(Exercise inputs begins)
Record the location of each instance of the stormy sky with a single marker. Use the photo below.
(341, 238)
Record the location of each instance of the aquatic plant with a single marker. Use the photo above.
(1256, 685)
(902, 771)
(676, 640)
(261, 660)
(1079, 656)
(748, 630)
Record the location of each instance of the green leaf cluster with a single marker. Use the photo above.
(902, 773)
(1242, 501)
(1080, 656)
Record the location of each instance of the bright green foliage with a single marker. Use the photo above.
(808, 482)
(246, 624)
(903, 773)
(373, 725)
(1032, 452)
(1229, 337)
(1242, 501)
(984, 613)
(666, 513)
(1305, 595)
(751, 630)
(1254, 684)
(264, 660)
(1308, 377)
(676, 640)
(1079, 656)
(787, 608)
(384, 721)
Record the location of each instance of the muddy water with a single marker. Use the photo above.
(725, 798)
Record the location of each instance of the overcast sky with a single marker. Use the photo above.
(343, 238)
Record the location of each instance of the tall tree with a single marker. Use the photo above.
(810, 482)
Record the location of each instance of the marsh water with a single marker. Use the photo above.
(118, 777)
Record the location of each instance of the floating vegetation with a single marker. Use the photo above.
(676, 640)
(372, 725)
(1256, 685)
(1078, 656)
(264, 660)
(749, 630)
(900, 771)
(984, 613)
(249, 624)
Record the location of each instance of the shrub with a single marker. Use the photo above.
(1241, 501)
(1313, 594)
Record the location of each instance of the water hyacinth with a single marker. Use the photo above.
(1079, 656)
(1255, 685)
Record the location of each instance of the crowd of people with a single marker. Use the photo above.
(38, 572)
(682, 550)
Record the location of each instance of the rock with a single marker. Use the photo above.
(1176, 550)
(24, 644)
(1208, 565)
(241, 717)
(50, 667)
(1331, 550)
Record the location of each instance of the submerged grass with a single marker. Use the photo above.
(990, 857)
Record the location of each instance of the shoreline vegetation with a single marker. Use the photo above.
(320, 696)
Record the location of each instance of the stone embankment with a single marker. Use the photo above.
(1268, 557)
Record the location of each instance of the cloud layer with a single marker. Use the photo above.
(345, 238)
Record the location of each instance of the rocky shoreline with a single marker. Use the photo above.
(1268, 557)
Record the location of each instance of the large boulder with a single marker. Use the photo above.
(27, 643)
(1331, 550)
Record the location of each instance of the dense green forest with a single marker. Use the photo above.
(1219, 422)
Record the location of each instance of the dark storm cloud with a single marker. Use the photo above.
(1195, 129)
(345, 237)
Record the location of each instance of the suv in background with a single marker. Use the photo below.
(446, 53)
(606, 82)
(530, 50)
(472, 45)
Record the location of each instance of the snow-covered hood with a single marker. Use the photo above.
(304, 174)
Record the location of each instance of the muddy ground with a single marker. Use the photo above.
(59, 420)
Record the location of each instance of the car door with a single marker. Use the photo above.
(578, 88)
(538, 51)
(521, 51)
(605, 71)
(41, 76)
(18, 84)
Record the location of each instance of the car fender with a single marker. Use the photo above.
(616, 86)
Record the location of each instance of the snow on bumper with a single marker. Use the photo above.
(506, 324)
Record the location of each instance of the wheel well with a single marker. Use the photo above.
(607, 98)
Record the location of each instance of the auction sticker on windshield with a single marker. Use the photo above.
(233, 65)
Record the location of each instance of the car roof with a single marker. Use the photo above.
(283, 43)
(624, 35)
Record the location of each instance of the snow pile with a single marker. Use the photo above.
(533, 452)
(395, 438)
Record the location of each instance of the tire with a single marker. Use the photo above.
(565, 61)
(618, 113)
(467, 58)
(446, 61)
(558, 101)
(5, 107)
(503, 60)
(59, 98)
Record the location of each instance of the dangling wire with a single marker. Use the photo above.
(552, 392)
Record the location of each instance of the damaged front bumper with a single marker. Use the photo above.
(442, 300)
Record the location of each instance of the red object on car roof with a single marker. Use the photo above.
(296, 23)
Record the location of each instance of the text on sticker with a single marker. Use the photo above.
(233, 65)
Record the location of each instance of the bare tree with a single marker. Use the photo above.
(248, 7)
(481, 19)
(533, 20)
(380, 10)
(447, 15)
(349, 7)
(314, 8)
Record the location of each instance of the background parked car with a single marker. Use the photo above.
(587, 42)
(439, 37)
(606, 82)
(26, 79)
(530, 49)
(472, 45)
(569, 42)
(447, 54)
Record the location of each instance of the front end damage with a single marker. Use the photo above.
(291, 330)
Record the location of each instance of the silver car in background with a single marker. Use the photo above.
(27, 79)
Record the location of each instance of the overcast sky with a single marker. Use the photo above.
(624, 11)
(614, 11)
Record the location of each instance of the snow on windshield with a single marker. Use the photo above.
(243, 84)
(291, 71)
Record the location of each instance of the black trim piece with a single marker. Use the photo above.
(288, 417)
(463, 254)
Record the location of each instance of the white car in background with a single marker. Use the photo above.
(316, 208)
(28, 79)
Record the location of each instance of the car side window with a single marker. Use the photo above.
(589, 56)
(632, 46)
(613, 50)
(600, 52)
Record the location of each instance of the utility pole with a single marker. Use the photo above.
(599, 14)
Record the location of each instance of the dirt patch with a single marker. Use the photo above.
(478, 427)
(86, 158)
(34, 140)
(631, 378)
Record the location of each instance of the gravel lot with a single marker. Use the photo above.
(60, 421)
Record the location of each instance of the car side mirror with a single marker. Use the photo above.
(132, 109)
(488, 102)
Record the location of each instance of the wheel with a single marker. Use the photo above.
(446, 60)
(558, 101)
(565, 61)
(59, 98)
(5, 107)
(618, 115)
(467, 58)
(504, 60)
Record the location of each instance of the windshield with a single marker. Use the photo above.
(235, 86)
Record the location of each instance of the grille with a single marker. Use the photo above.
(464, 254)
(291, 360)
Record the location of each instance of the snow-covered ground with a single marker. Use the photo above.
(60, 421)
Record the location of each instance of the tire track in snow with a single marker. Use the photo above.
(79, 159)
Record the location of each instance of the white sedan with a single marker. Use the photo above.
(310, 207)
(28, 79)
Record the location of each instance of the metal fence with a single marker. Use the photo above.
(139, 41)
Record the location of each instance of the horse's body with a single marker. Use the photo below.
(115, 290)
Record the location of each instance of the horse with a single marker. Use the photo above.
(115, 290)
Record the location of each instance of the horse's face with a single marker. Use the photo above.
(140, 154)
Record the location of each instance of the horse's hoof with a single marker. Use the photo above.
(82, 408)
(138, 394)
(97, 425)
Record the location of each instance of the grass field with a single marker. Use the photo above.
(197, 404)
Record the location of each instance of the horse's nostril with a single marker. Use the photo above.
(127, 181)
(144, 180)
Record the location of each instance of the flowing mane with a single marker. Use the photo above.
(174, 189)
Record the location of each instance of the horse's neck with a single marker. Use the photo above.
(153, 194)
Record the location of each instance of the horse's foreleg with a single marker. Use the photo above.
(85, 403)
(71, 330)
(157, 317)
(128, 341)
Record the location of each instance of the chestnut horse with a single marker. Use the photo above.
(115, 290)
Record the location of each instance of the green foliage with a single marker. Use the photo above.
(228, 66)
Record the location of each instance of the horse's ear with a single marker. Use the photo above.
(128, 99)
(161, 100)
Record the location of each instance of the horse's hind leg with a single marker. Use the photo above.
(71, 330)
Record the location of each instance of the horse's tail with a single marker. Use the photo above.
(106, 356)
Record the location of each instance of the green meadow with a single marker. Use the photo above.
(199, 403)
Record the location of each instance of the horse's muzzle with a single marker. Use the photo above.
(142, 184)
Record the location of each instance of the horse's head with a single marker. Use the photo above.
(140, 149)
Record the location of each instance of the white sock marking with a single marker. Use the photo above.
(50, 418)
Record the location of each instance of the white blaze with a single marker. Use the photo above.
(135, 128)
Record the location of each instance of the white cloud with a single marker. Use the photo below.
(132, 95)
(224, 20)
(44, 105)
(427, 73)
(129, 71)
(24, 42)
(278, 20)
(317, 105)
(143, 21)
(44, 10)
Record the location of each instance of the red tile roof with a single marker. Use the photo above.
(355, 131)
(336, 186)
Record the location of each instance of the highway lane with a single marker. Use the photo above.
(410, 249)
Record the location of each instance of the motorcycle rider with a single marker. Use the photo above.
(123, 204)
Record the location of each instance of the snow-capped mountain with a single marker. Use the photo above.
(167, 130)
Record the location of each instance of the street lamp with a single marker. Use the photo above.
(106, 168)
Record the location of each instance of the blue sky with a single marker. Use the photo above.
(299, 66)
(Exercise inputs ends)
> _Assigned task_
Nothing but the lines from the line that contains "Record the location of each instance of the white blaze" to the last line of the records above should appear in the answer; please copy them exactly.

> _Result below_
Record the location of each instance of the white blaze with a single marker. Use the photo above.
(135, 128)
Record the location of each instance of the white cloud with a single marker. Use the photo below.
(132, 95)
(224, 20)
(44, 105)
(427, 73)
(129, 71)
(24, 42)
(278, 20)
(317, 105)
(143, 21)
(44, 10)
Record the location of each instance of the red tile roof with a single marker. Use the photo above.
(355, 131)
(336, 186)
Record the location of each instance of the highway lane with a single marker. Use the photo above.
(410, 249)
Record the location of each instance of the motorcycle rider with a single marker. Use the photo above.
(123, 204)
Record the location of each instance of the snow-capped mountain with a single marker. Use the photo above.
(167, 130)
Record the location of each instance of the street lamp with a single marker. Use the photo above.
(106, 168)
Record the location of each instance of the blue sky with a single marker. Use the photo above.
(299, 66)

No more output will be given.